* [EXERCISE INSTRUCTIONS]: Could you write out only the records from the line with "the train roof" to the line with "(1033, 385)", both included, keeping the requests unchanged but multiplying each point coordinate in the answers by 1.95? Round every product to a whole number, with halves rounded up.

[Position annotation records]
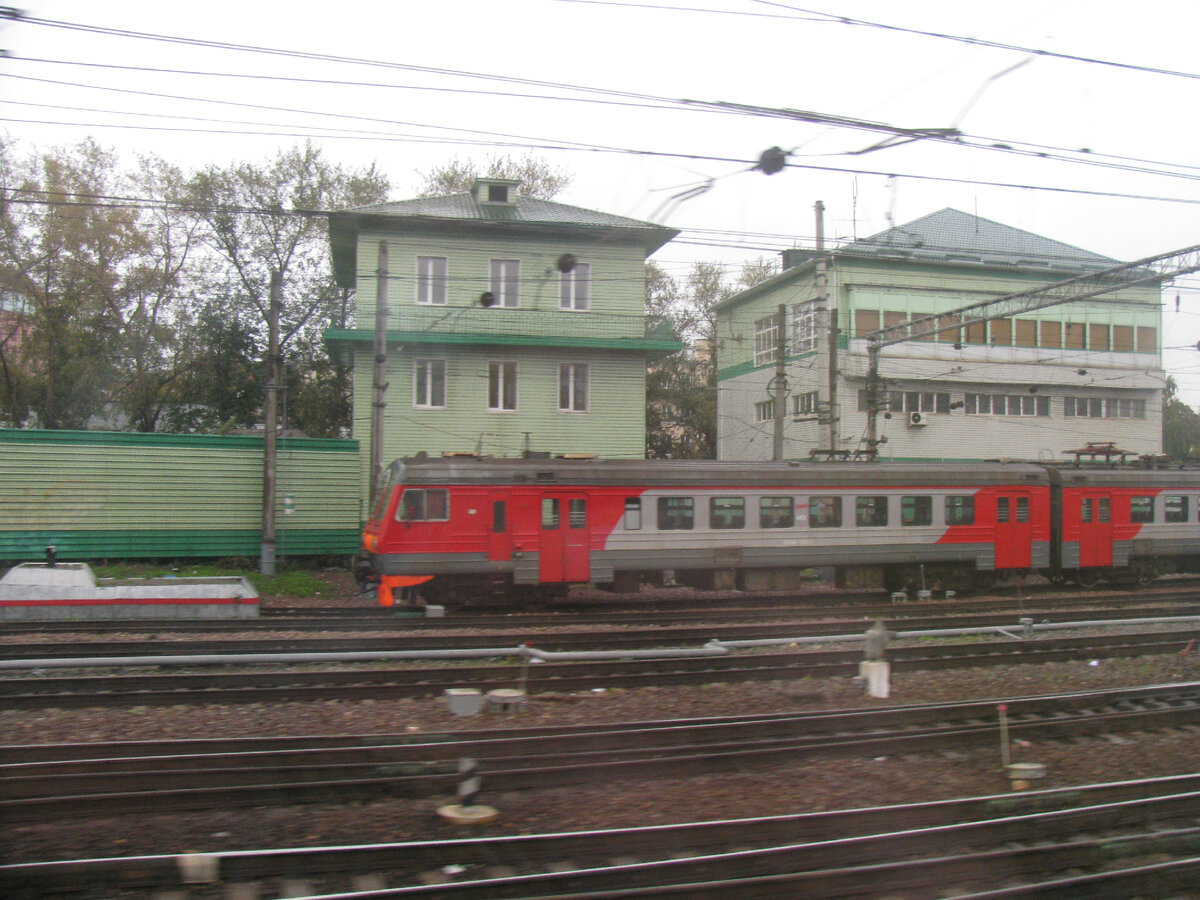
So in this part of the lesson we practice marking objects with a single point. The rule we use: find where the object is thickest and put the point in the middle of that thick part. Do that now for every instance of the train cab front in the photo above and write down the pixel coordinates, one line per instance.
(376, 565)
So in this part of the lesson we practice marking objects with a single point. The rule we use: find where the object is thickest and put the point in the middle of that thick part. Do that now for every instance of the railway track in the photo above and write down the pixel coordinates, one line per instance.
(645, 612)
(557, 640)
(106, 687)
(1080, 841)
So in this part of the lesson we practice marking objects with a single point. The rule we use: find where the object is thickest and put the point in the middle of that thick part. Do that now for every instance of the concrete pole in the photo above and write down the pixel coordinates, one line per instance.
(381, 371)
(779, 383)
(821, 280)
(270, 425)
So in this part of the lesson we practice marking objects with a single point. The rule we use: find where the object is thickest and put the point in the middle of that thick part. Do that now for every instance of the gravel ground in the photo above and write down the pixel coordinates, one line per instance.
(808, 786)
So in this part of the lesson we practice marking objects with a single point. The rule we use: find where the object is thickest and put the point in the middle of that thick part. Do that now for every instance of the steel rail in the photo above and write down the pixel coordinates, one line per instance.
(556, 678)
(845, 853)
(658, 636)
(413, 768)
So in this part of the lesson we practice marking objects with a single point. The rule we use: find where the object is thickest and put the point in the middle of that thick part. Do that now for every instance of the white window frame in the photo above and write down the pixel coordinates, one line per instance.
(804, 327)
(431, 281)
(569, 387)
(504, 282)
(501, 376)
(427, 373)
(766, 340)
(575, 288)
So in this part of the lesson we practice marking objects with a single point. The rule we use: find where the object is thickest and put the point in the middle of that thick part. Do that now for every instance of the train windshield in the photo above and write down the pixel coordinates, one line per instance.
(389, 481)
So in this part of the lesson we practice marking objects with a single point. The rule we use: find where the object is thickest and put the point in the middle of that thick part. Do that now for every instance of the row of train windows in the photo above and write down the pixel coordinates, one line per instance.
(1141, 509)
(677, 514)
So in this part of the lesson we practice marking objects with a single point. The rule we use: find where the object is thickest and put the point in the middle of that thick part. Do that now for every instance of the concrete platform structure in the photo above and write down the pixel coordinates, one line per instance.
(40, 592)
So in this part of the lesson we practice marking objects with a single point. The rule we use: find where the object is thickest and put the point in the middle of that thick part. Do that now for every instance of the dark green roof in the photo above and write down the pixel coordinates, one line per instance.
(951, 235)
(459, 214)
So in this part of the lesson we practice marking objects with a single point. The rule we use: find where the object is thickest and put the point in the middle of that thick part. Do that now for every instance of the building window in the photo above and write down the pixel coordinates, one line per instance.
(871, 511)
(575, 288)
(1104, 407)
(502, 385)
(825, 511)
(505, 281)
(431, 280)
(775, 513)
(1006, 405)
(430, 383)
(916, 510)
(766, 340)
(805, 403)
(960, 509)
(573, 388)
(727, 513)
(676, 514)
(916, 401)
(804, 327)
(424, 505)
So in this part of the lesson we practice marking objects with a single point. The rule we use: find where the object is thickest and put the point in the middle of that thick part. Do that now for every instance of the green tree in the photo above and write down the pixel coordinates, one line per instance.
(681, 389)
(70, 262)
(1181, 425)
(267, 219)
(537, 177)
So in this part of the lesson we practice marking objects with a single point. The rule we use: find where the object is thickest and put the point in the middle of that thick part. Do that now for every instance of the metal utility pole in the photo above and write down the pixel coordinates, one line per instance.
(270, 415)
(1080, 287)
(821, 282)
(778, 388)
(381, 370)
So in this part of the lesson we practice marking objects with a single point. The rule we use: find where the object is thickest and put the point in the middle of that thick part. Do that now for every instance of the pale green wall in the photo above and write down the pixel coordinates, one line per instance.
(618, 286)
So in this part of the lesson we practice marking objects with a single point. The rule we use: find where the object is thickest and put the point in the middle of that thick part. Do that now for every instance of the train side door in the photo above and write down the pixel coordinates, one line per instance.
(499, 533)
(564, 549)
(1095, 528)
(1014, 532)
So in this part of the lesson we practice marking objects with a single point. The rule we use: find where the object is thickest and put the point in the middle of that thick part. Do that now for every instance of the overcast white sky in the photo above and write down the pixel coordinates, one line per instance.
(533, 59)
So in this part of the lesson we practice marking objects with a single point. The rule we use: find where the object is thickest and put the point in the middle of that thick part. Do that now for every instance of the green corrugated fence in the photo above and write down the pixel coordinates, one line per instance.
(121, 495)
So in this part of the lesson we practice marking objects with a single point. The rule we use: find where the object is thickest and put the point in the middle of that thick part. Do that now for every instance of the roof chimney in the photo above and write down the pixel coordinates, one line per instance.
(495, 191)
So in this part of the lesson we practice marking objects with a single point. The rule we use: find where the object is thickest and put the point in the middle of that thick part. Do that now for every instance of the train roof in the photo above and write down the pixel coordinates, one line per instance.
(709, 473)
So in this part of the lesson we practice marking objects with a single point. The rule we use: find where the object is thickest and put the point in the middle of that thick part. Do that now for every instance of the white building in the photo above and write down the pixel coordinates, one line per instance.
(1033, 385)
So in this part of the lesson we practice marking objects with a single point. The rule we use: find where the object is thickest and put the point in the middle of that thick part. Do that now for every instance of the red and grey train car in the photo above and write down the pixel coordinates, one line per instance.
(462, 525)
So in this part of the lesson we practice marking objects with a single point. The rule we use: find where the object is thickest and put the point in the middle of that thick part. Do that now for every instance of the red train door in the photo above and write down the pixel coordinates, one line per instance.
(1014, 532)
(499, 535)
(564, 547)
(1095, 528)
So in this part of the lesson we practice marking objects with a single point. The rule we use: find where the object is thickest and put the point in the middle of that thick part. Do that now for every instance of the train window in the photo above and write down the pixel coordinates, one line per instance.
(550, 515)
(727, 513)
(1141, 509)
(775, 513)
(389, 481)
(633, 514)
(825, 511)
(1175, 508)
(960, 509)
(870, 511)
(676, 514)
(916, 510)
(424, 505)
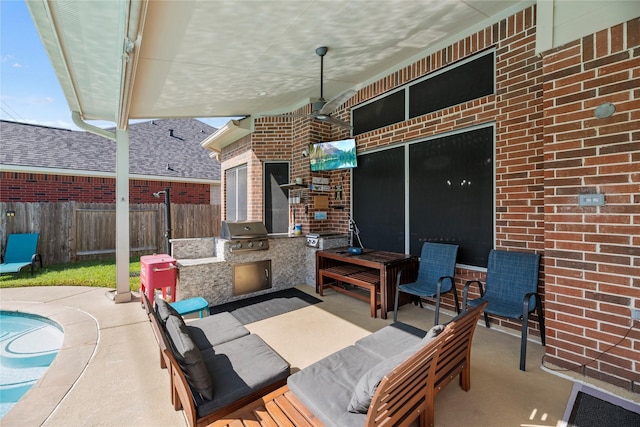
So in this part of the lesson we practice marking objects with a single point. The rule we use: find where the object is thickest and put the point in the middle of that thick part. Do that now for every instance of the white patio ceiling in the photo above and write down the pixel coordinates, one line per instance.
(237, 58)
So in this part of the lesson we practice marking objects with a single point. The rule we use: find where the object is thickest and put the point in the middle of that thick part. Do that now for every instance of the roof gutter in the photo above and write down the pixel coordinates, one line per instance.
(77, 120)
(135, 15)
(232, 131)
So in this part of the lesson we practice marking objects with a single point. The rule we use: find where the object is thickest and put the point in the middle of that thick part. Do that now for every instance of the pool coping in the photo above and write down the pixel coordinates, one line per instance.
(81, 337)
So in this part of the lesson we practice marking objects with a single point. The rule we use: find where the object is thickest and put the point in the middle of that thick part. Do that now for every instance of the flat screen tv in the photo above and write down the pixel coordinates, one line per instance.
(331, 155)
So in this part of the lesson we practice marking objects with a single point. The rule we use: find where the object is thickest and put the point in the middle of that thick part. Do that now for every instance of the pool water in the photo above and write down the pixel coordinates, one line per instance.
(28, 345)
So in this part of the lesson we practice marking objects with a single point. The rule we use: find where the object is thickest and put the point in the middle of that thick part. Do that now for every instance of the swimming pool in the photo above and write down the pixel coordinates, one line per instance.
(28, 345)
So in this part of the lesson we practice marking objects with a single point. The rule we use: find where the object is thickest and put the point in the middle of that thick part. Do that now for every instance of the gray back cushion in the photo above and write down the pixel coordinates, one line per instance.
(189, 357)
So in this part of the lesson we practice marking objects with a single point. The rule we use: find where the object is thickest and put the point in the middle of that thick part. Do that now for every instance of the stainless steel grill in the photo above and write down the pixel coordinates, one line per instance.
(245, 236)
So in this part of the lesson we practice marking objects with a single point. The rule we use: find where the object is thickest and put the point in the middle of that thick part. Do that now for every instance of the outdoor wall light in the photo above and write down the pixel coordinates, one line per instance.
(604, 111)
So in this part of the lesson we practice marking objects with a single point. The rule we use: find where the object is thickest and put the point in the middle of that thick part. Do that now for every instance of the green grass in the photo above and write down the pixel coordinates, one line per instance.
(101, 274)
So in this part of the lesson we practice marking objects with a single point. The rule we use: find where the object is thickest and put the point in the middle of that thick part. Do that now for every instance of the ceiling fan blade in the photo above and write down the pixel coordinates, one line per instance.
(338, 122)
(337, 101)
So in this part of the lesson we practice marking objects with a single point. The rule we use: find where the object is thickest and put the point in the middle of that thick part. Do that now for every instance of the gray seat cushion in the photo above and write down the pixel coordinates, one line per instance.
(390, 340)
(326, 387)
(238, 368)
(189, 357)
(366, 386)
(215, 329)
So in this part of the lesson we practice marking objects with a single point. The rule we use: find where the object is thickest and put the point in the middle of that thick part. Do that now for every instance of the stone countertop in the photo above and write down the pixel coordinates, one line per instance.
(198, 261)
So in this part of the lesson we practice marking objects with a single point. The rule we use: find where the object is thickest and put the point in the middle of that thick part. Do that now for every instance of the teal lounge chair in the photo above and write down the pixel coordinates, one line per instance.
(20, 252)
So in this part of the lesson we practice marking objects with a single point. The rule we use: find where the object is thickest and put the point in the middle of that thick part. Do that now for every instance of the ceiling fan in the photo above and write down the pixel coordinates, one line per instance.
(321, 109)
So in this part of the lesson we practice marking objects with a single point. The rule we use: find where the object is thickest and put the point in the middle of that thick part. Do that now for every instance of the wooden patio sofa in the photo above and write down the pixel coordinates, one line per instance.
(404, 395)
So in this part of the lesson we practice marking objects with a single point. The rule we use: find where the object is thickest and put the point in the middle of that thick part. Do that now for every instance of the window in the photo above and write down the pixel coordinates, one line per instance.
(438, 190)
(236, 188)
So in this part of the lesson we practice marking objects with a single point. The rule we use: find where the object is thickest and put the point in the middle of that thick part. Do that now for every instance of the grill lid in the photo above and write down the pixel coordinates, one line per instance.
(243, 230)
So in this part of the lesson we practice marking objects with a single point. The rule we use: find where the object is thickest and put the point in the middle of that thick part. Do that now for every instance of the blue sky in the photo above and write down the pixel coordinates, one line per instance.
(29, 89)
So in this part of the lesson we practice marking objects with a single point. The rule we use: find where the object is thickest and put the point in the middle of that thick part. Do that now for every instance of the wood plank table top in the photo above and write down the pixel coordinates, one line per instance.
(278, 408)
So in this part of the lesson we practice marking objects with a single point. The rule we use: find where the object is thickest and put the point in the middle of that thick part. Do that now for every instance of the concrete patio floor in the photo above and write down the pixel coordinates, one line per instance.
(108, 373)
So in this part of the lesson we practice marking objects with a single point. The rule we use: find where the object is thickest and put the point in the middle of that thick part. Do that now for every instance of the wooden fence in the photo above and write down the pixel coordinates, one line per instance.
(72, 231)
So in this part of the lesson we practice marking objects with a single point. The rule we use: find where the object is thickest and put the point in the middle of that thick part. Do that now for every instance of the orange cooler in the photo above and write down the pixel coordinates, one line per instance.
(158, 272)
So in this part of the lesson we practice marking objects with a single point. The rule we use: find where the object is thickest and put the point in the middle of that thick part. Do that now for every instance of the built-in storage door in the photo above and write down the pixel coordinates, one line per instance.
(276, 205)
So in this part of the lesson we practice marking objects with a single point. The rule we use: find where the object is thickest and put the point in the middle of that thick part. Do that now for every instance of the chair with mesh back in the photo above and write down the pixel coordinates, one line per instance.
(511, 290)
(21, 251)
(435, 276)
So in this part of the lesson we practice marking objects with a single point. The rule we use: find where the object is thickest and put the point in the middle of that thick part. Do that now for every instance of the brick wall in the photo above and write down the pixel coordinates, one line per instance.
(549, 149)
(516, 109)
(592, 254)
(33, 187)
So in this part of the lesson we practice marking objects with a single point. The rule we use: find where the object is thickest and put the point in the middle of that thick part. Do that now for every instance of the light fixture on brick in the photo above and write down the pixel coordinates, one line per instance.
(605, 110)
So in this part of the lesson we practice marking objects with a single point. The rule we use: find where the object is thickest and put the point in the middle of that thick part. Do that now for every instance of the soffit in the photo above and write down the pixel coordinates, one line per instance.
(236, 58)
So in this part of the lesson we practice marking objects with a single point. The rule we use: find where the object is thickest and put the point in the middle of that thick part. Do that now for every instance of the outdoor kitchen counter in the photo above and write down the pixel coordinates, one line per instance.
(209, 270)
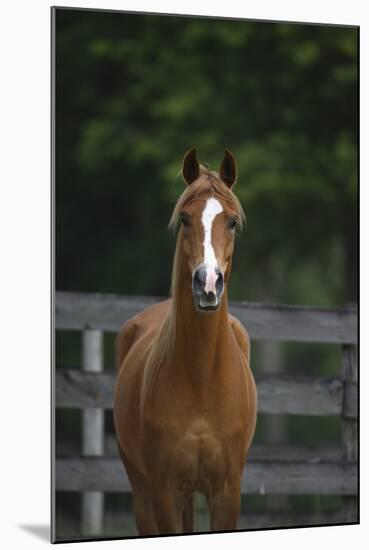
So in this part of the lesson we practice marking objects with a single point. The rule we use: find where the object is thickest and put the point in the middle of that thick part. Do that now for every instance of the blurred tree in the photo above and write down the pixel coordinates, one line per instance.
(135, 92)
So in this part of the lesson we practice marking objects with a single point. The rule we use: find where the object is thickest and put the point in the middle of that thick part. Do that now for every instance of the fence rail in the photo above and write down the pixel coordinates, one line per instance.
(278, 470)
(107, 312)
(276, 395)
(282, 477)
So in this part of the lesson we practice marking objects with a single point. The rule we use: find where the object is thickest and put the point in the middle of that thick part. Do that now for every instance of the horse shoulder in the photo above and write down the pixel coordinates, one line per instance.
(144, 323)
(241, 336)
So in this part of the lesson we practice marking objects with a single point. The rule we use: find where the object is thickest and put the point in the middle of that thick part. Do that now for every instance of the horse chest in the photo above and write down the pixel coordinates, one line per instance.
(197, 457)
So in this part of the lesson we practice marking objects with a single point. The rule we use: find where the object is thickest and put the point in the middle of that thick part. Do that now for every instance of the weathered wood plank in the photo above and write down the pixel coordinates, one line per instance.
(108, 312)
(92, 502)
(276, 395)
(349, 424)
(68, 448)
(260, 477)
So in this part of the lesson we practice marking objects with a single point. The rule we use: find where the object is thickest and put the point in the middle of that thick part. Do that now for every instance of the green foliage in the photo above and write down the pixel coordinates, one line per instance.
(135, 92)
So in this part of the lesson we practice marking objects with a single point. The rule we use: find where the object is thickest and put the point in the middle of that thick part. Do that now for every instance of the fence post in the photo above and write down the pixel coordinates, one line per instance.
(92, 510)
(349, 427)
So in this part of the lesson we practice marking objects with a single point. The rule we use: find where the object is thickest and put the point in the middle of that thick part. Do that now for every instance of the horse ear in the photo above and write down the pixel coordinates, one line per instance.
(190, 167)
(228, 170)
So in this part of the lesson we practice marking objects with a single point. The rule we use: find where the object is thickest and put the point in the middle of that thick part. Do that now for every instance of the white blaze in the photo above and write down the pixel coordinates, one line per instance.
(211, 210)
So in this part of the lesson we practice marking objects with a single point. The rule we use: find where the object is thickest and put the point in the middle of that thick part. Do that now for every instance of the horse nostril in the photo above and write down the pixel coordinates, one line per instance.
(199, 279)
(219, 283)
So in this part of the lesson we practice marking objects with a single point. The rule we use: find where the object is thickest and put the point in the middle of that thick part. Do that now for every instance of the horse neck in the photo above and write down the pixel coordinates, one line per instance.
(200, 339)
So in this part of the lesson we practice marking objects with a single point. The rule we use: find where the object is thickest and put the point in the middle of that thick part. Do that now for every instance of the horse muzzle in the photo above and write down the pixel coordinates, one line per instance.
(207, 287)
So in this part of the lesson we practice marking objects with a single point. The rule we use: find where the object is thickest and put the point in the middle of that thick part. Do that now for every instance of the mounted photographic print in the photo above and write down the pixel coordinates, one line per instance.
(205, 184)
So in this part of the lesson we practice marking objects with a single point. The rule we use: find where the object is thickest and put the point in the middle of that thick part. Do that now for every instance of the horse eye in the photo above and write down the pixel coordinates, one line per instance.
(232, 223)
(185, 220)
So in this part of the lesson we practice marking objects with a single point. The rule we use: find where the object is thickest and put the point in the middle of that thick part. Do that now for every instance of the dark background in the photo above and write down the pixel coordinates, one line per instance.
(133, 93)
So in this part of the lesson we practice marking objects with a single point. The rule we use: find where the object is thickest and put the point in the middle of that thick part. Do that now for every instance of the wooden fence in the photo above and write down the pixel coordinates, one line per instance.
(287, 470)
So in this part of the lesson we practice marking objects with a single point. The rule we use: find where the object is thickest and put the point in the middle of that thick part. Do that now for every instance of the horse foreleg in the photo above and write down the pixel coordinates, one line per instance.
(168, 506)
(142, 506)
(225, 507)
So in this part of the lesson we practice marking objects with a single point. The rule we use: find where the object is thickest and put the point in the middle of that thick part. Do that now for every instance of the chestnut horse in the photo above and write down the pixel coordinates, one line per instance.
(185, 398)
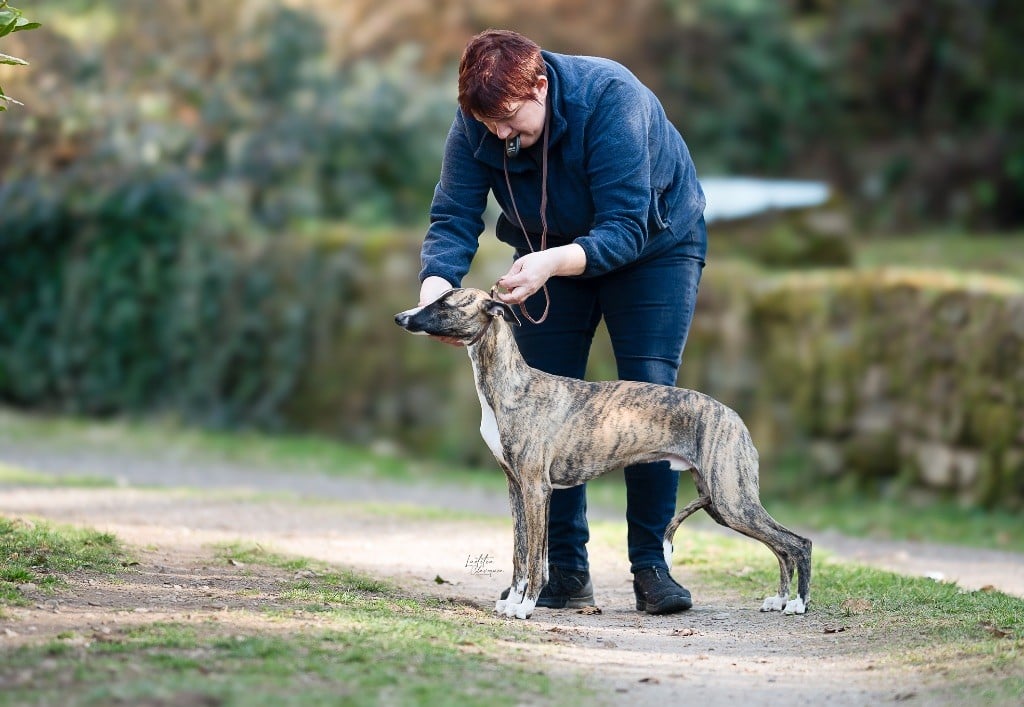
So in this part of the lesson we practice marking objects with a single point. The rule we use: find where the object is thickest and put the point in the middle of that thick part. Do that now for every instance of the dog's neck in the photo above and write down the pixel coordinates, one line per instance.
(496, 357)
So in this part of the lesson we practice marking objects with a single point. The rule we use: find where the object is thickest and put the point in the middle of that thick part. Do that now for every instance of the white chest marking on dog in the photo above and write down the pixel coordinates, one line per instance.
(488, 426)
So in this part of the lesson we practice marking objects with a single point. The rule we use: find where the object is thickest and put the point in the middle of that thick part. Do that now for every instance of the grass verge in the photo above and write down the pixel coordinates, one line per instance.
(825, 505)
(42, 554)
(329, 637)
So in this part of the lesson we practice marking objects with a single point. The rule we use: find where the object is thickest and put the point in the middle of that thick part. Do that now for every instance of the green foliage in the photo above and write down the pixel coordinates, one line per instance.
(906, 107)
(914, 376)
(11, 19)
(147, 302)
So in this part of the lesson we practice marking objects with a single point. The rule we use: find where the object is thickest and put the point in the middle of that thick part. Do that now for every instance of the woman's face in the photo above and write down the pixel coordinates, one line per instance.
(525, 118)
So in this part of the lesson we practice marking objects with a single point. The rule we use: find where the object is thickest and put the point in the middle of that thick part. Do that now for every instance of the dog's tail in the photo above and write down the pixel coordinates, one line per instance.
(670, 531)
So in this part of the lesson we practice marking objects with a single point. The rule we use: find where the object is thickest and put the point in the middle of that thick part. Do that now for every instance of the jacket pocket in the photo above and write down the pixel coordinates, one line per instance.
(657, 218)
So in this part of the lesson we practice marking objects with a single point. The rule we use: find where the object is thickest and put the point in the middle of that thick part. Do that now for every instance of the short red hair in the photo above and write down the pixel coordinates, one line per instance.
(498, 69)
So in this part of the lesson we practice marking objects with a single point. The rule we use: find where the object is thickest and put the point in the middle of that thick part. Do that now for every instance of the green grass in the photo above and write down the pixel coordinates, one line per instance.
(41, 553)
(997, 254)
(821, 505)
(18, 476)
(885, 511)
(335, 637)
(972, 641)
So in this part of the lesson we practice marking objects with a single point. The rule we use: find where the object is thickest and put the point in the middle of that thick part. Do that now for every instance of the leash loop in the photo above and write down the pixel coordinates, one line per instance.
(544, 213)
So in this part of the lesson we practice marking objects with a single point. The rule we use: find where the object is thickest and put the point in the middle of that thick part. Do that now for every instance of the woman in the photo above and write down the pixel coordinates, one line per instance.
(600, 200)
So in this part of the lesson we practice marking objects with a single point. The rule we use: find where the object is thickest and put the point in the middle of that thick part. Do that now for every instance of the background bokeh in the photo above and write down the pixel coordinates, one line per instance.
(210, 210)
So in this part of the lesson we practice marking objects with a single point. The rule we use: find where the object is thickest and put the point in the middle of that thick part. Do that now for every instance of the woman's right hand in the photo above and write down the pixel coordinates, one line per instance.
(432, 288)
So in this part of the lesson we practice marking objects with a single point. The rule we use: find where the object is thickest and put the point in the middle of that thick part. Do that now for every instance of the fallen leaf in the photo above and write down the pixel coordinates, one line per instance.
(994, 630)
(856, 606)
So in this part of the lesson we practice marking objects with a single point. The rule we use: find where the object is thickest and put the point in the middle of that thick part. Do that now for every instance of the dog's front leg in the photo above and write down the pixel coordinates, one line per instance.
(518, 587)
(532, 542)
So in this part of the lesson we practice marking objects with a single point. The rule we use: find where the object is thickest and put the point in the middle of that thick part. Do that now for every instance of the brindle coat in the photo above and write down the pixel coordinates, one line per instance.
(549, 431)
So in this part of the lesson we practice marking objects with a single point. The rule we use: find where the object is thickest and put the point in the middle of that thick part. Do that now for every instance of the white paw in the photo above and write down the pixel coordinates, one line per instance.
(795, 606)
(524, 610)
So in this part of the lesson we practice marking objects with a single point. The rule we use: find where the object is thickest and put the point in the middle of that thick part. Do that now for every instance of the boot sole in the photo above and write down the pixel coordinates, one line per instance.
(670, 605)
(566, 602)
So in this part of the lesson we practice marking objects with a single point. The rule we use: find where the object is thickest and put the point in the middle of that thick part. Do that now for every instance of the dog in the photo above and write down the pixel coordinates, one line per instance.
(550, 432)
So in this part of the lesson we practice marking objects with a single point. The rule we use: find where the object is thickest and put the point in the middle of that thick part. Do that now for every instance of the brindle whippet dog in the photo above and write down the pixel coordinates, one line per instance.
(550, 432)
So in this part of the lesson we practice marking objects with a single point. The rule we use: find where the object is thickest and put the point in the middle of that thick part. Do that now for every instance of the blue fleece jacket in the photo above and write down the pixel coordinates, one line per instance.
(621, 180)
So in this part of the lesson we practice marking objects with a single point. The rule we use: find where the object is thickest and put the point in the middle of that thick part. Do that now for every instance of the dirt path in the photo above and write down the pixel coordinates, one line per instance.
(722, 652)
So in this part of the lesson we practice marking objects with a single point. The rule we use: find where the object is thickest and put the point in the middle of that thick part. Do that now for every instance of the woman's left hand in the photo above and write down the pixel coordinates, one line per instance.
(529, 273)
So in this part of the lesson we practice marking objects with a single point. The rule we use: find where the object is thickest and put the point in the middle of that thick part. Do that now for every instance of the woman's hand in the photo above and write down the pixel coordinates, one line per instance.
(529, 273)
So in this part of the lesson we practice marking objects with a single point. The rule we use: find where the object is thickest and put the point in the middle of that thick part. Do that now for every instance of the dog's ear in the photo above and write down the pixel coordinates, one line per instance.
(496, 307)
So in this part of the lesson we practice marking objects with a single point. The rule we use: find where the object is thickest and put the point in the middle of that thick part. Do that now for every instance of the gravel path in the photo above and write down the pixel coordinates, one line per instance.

* [ANSWER TO THE EXERCISE]:
So in this part of the lesson we practice marking objects with a single point. The rule we use: find where the object is thickest and put the point in the middle of that thick part. Do that now for every instance of the train roof in the photo above and write down the pixel coordinates, one line per instance.
(1383, 922)
So in this part of the lesson we practice marking objects with a single point. The rule we use: find where the object is thickest and put the point in the middle of that thick part. Do that now for every instance of the white building in the photo above and write down the pixel coordinates, one line per instance.
(2014, 751)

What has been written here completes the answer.